_Extract to read:_
2 Cor. 5:8
2 Cor. 12:2-4
1 Thess. 4:17
2 Peter 3:10
- Philippians 3:20
- "For our conversation is in heaven; . . ."
- It is noted by Evangelicals that "conversation"1 is more accurately translated "citizenship". It is then argued that the real person (i.e., the immortal soul) must belong in heaven, its homeland, where it returns at the death of the body.
- The Apostle is silent about souls leaving the body and departing to heaven at death. His hope is the resurrection of the dead at the return of Christ. Note the context:
- "If by any means I might attain unto the resurrection of the dead." (Phil. 3:11).
- "For our conversation is in heaven; from whence also we look for the Saviour, the Lord Jesus Christ: Who shall change our vile body, that it may be fashioned like unto his glorious body . . . " (Phil. 3:20,21).

(Records from a data collection)
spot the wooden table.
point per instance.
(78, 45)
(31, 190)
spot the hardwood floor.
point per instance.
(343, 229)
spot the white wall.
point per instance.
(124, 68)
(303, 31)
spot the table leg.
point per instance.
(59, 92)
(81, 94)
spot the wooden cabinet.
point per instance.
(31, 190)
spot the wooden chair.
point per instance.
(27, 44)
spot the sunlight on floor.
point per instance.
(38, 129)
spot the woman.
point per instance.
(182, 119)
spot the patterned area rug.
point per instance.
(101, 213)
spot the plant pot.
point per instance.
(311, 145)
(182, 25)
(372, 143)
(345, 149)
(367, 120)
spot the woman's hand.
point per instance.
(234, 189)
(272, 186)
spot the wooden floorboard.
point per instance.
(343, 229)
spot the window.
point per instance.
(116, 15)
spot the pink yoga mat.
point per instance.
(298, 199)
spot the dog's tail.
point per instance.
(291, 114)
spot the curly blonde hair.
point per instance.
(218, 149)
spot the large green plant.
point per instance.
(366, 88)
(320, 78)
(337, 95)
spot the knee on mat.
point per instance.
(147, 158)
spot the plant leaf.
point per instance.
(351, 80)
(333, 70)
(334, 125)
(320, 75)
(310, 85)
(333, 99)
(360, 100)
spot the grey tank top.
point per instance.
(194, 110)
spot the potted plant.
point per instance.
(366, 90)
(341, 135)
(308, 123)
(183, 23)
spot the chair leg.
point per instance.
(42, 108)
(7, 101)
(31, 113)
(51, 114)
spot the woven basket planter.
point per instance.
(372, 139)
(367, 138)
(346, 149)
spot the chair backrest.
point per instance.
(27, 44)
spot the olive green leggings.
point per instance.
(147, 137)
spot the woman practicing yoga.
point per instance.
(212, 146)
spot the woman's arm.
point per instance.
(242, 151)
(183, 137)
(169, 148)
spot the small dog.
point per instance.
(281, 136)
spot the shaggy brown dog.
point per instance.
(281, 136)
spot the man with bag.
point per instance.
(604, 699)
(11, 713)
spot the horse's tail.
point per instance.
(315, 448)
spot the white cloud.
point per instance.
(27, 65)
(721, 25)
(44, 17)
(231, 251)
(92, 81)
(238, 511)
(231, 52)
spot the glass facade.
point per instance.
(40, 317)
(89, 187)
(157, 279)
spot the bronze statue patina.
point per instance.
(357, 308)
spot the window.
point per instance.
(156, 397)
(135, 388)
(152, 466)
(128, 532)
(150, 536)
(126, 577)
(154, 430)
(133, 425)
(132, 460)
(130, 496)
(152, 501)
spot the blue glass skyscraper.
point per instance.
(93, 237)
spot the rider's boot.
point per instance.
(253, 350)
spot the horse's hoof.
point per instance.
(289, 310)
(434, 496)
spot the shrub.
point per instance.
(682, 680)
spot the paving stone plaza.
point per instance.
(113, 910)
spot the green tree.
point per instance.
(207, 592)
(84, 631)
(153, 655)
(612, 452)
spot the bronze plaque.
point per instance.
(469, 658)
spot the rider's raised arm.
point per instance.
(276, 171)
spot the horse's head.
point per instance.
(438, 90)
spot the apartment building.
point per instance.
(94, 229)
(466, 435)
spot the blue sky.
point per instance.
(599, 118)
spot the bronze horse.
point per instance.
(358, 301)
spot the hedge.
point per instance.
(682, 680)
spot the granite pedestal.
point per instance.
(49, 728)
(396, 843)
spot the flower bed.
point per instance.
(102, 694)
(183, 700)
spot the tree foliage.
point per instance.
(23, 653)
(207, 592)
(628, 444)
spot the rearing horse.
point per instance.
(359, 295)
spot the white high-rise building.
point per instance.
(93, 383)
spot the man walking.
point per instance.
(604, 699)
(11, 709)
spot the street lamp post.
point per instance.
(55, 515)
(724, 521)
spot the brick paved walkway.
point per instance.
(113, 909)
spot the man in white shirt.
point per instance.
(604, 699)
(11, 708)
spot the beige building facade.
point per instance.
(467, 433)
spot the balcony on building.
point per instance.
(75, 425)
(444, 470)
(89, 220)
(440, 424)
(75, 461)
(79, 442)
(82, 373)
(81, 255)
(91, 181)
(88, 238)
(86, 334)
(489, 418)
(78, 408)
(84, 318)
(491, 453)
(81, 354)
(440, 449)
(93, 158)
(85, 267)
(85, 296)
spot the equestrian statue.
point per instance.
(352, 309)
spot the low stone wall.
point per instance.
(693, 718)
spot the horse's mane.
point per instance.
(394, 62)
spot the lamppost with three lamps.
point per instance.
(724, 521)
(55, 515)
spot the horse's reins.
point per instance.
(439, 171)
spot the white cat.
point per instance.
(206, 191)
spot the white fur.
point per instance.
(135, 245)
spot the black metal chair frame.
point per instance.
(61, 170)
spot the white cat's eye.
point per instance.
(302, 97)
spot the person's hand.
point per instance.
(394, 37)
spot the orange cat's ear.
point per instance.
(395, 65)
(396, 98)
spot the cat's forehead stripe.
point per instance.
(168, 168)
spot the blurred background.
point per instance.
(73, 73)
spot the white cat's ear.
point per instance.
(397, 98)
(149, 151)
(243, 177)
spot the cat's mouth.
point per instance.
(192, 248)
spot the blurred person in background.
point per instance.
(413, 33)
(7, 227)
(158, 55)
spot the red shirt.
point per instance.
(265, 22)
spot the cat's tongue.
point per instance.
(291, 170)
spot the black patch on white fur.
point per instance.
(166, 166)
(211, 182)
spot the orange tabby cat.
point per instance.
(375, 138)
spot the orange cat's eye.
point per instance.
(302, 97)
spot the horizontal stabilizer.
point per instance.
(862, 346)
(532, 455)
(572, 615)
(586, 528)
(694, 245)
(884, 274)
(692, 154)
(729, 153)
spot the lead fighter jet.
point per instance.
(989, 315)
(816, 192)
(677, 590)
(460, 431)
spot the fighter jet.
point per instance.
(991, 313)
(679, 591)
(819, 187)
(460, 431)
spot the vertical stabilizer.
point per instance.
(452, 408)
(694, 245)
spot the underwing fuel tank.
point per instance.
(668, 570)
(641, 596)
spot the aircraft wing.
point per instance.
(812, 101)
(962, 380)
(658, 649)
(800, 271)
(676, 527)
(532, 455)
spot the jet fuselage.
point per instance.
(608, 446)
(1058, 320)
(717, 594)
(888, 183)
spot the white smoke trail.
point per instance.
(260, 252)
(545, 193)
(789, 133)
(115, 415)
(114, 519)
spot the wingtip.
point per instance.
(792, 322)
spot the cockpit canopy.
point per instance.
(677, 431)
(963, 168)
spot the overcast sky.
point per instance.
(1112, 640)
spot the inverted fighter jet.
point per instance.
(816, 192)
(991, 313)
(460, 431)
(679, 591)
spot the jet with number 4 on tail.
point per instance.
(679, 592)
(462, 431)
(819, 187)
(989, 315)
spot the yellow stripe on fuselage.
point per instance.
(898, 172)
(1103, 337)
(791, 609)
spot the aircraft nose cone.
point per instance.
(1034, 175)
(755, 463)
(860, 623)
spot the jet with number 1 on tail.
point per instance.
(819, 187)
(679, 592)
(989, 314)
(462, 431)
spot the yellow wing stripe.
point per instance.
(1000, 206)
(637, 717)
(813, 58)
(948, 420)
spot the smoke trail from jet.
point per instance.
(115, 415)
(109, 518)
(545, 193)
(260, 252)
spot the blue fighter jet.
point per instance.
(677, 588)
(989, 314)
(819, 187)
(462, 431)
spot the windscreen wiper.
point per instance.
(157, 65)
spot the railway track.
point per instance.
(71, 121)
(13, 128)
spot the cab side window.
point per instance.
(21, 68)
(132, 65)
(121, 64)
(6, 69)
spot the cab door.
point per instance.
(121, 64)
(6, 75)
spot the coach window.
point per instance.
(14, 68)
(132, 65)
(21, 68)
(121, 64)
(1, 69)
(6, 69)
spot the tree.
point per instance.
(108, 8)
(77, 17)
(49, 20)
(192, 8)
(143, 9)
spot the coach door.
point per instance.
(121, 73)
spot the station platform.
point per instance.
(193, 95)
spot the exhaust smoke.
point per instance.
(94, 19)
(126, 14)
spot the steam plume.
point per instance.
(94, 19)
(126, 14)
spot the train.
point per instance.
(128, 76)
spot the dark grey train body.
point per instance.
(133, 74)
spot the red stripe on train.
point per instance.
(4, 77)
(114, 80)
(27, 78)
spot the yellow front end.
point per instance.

_Goal:_
In the notes on Philippians 3:20, condense the paragraph beginning "It is noted by Evangelicals" into a short bulleted list that keeps its main points. The listing comes from a separate source.

_Solution to this exercise:_
- Evangelicals note that "conversation" is more accurately translated "citizenship."
- They argue from this that the real person, the immortal soul, belongs in heaven as its homeland.
- The soul is said to return there at the death of the body.